→ Directive
Give back only the lines from the one with "Expected: a marker on each instance of the curved" through the last line of the data, exactly as they appear.

Excerpts of pointing data

--*--

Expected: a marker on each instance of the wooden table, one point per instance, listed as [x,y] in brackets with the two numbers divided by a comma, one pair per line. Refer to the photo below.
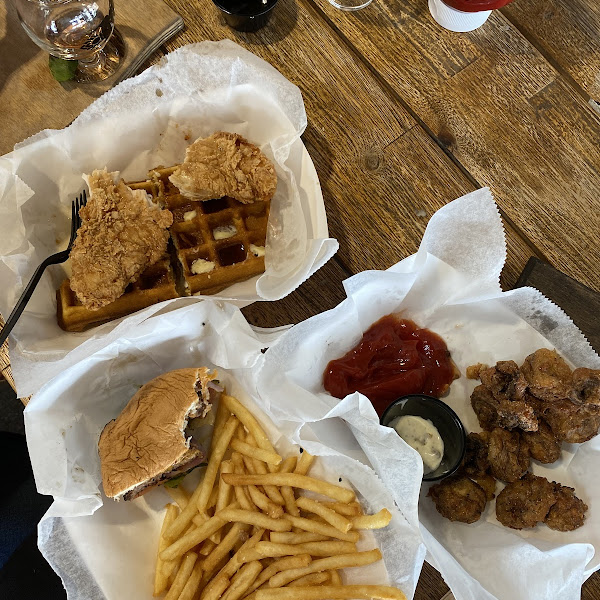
[404,117]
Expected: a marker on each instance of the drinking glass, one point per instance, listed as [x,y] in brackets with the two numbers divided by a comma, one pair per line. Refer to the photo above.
[79,30]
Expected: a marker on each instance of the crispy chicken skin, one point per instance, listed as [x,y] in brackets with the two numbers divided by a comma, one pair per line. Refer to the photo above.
[568,512]
[120,236]
[508,455]
[548,375]
[225,164]
[543,445]
[526,502]
[459,499]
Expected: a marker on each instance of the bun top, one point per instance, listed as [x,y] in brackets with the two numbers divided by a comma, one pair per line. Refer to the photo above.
[148,438]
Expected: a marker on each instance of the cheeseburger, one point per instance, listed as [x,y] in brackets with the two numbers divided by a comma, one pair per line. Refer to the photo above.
[158,435]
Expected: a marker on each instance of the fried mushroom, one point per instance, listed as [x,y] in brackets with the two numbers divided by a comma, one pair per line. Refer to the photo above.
[508,455]
[543,445]
[459,499]
[568,512]
[525,503]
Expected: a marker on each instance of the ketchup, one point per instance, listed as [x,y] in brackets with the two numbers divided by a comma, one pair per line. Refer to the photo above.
[394,358]
[476,5]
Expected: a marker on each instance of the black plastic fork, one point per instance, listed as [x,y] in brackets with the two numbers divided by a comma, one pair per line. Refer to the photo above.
[55,259]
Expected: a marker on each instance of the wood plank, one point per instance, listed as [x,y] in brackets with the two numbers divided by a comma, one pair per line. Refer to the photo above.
[503,112]
[321,292]
[567,32]
[31,100]
[382,175]
[577,300]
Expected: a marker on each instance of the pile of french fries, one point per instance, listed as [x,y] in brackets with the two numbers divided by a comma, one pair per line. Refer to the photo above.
[244,533]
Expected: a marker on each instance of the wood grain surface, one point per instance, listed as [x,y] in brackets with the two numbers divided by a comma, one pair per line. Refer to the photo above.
[567,33]
[503,112]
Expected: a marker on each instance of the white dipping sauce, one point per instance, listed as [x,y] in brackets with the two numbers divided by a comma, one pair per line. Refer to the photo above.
[421,435]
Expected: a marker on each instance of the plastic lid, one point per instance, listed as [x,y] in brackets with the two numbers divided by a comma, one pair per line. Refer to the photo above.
[456,20]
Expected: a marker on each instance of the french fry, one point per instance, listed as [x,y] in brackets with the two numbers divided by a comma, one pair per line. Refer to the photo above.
[304,463]
[293,480]
[342,561]
[376,521]
[333,592]
[191,587]
[327,514]
[249,422]
[214,590]
[216,456]
[185,517]
[242,580]
[301,537]
[160,580]
[223,414]
[265,504]
[182,576]
[254,518]
[223,548]
[311,579]
[191,539]
[289,562]
[271,458]
[322,528]
[288,466]
[328,548]
[335,577]
[178,495]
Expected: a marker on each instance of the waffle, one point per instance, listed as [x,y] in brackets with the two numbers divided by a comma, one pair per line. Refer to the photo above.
[155,284]
[192,240]
[232,259]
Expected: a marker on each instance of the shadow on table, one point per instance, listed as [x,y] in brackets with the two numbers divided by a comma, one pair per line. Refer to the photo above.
[16,48]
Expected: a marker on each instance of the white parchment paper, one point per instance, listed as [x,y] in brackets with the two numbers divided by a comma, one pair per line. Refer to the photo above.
[451,286]
[103,549]
[142,123]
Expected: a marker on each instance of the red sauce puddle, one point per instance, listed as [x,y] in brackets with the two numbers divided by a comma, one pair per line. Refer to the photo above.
[395,357]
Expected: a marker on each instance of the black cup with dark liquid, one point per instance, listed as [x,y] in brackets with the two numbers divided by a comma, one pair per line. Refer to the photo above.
[246,15]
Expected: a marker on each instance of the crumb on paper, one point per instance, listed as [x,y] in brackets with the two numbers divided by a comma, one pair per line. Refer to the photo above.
[201,266]
[257,250]
[224,232]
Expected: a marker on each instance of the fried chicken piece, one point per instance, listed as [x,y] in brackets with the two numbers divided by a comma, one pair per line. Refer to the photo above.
[225,164]
[120,236]
[586,387]
[508,455]
[568,512]
[526,502]
[474,370]
[543,445]
[548,375]
[505,381]
[475,462]
[492,412]
[459,499]
[571,423]
[487,483]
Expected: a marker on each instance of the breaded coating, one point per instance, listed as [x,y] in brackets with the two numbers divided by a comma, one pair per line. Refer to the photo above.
[492,412]
[225,164]
[459,499]
[508,455]
[121,235]
[526,502]
[568,512]
[475,462]
[571,423]
[543,445]
[586,387]
[548,375]
[505,381]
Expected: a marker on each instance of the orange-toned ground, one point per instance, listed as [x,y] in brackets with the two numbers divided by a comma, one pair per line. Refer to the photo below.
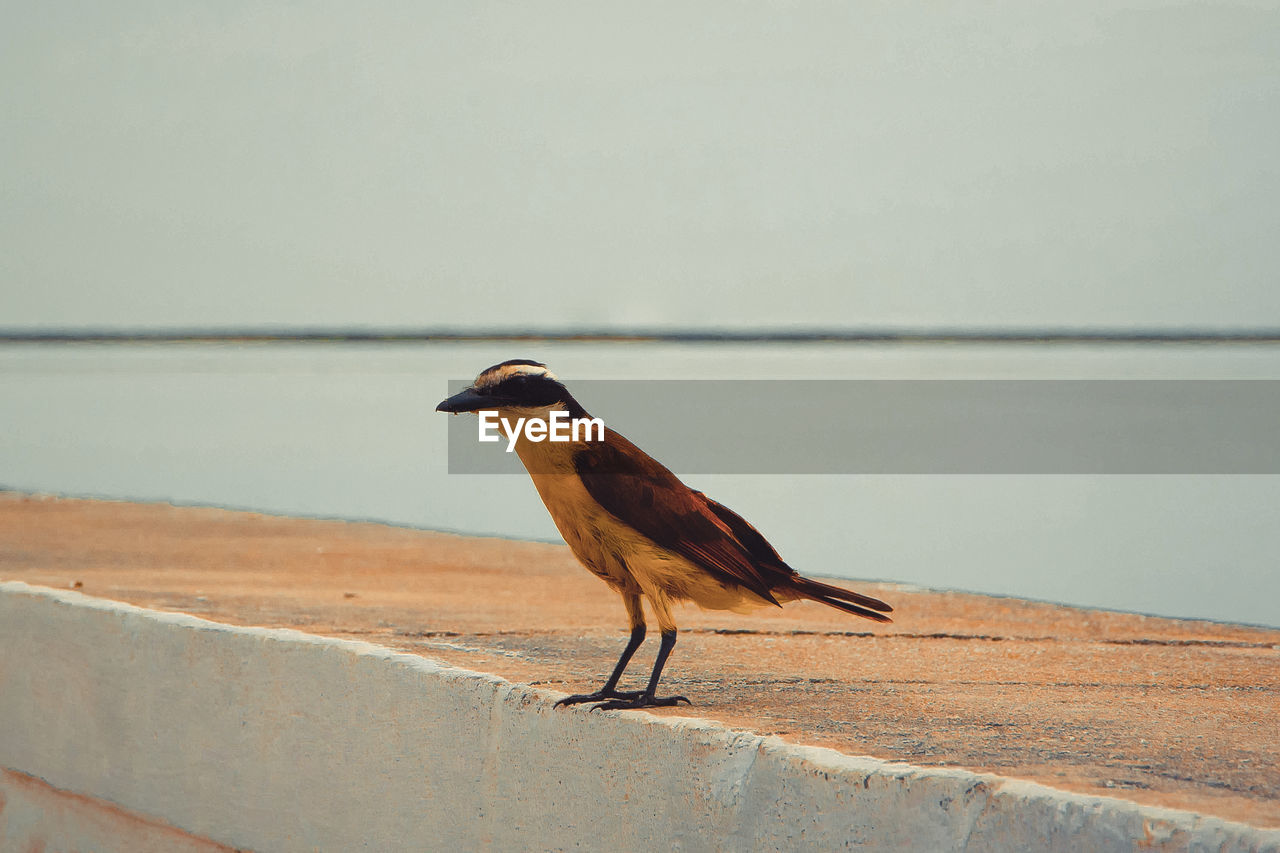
[1170,712]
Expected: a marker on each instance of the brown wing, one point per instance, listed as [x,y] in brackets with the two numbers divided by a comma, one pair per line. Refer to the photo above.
[643,493]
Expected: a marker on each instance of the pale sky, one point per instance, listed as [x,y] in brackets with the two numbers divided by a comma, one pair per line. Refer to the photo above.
[711,164]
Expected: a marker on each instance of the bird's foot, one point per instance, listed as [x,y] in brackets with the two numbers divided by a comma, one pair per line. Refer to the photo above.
[643,701]
[600,696]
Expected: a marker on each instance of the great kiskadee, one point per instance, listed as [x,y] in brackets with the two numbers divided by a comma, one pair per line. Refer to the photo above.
[636,527]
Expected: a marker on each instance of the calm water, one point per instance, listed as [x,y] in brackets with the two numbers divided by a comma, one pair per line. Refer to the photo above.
[351,432]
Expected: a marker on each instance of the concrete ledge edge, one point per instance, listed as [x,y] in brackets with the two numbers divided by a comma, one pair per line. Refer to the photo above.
[478,761]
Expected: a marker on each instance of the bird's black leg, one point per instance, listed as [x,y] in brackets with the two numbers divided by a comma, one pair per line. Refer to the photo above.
[647,698]
[608,690]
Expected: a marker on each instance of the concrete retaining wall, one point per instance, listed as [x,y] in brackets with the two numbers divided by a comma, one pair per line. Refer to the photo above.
[279,740]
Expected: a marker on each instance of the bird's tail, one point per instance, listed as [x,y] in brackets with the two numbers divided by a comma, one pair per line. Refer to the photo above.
[844,600]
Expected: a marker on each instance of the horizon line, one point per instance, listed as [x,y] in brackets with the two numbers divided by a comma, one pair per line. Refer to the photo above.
[865,334]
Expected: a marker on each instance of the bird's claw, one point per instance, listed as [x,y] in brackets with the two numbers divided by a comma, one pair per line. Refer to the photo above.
[599,696]
[643,701]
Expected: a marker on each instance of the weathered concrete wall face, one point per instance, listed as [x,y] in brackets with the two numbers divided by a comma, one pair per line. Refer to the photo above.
[39,819]
[279,740]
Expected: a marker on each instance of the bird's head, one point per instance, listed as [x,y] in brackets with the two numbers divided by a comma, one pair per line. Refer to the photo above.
[519,386]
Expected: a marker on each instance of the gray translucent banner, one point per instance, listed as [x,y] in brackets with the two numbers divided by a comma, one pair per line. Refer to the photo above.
[924,427]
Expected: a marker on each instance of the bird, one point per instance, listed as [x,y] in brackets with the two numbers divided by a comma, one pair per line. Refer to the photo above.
[639,528]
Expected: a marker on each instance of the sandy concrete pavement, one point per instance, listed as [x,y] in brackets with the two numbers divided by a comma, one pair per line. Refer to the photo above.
[1171,712]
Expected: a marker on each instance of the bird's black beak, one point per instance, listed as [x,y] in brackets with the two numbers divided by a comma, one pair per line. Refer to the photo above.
[467,400]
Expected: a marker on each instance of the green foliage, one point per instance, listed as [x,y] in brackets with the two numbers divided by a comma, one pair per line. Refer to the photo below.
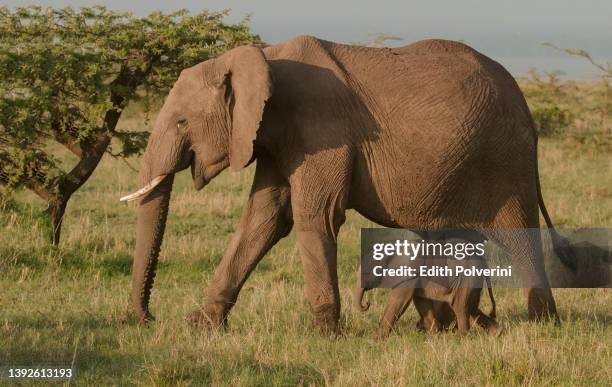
[602,105]
[66,75]
[547,96]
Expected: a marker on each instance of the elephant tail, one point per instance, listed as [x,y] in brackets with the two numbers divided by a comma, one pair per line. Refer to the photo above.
[358,293]
[493,313]
[561,246]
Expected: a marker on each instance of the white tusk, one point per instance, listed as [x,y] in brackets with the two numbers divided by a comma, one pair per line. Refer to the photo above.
[144,190]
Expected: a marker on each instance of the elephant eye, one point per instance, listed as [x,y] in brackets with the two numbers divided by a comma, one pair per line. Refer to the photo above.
[181,124]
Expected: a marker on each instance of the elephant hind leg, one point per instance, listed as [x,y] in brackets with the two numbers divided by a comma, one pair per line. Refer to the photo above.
[398,303]
[516,230]
[487,323]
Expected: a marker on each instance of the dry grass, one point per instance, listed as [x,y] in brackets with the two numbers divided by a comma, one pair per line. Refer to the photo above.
[72,302]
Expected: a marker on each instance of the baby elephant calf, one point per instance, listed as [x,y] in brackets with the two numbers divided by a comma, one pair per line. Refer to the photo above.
[462,294]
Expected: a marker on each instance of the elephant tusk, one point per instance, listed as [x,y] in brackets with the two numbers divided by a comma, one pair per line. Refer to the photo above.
[144,190]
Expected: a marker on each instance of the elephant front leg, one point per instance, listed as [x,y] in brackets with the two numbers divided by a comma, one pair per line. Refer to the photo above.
[265,220]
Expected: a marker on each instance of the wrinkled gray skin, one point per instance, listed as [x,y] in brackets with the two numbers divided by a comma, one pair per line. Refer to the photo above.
[430,135]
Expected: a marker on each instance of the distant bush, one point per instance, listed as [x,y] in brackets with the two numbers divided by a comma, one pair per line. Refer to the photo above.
[548,98]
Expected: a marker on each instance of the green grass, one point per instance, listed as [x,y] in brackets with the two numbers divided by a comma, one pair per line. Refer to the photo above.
[70,305]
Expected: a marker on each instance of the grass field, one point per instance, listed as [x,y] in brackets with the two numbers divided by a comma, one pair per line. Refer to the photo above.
[70,305]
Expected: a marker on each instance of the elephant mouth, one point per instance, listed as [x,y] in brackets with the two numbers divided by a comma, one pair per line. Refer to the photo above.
[144,191]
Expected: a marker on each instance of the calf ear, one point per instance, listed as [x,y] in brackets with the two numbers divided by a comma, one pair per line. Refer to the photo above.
[251,86]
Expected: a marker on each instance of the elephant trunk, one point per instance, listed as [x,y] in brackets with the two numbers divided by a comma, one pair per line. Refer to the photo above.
[152,214]
[358,293]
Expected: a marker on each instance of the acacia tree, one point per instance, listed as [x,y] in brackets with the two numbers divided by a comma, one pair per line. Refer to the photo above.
[66,76]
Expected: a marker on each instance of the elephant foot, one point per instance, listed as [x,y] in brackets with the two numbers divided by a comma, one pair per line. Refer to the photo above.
[382,334]
[326,320]
[495,330]
[207,319]
[144,317]
[431,327]
[542,306]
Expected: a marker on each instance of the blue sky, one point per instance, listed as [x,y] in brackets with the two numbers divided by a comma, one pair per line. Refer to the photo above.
[509,31]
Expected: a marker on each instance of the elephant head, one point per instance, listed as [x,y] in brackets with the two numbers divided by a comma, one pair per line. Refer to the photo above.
[208,122]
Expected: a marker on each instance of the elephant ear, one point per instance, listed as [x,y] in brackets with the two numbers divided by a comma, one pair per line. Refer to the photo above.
[252,86]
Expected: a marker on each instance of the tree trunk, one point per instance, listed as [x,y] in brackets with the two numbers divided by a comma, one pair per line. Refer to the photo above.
[55,211]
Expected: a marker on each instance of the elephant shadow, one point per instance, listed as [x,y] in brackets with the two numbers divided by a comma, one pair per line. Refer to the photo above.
[593,268]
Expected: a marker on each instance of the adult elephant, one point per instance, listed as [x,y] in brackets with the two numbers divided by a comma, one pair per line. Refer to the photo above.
[431,135]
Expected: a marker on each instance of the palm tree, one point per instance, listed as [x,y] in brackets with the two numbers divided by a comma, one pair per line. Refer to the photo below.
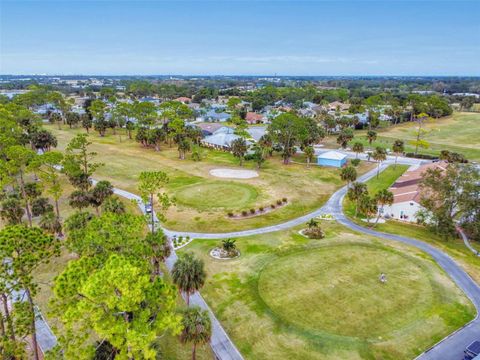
[382,198]
[229,245]
[348,174]
[312,223]
[188,274]
[371,136]
[398,148]
[358,148]
[239,148]
[379,155]
[368,207]
[197,328]
[356,192]
[309,153]
[183,145]
[160,249]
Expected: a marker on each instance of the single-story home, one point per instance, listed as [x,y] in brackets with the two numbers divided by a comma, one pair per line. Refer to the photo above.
[212,115]
[184,99]
[407,194]
[220,140]
[332,158]
[254,118]
[214,128]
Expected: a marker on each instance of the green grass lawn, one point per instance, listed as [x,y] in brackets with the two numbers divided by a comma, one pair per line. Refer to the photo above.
[459,132]
[454,247]
[217,195]
[203,200]
[287,297]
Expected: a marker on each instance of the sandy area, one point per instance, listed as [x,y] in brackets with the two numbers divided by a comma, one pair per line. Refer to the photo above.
[234,173]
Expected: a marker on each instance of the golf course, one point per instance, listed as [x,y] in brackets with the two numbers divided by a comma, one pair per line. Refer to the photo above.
[322,299]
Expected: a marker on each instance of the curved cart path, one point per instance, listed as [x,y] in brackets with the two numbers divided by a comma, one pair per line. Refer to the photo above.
[450,348]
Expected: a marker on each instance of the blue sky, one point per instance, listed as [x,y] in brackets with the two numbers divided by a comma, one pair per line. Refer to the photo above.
[240,37]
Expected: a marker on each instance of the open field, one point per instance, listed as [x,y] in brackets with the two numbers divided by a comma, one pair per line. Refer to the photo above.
[453,247]
[290,297]
[459,132]
[203,201]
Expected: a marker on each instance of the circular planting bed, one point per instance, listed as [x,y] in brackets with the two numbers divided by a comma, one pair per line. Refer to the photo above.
[336,289]
[234,173]
[227,195]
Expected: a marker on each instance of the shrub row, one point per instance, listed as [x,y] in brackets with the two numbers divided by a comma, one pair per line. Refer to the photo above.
[180,241]
[252,211]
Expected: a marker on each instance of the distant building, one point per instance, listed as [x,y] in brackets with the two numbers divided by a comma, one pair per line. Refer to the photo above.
[332,158]
[406,194]
[184,99]
[213,128]
[254,118]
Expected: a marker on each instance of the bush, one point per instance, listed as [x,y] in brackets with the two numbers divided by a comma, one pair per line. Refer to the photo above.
[422,156]
[314,233]
[355,162]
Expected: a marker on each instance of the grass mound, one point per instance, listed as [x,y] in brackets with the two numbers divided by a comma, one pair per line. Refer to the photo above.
[336,290]
[226,195]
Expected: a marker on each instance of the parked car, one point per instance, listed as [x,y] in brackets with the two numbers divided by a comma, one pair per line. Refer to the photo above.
[472,351]
[148,208]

--*--

→ Output
Expected: a marker on each instance of the curved cart path, one point per instance, listed as [x,y] in brackets with the two numbers divided by a comma, one pair per line. Refer to the photo above.
[450,348]
Expected: a marker on each instance of the blue sky, one point per instance, listed as [x,y] in brackets with the two numbers divided by a comma, one pair per line. Refer to the photo above.
[240,37]
Expected: a marker on each instance of the open field, one point per instance, listed as [x,y] in brackets with the two numbers divided by a comma, one pair per line. Refer to the photo above.
[453,247]
[290,297]
[459,132]
[203,201]
Expected: a marker on each instance of the circular planting bed, one point per instance, listed as [x,y] in brackets with the two numbers divided by a comma, one pair per line. Refer to the photo above.
[336,289]
[234,173]
[227,195]
Expected: a marker on each instance of the shrub row, one point per instance, listed as [x,y] in brackets with the two numbers divided by a comma, one pair per line. Refer to the photo above.
[180,241]
[252,211]
Expected: a marker on each instance of the distant building, one point per instance, listed as [x,y] in brackets with the two numbers divided by a comma, one pair per line. Refer to the photo above.
[332,158]
[406,194]
[184,99]
[213,128]
[254,118]
Expected: a marker on each instance of the bush, one point per instance, listed as [x,y] in brackets with the two numbers divided by a comma, one pair per line. Refer to the photo above.
[422,156]
[314,233]
[355,162]
Expected: a marker on each instance of the grass mound, one point per instance, listed as [x,y] in brackets with the two numbers divided by a comma, one pair per line. Refer to the photo above.
[336,290]
[226,195]
Expected: a marker on each instance of the parked car, one point per instance, listed as [x,y] in brackets with the two numbers divided by a comma, one pair per line. Refer to the photo above.
[472,351]
[148,208]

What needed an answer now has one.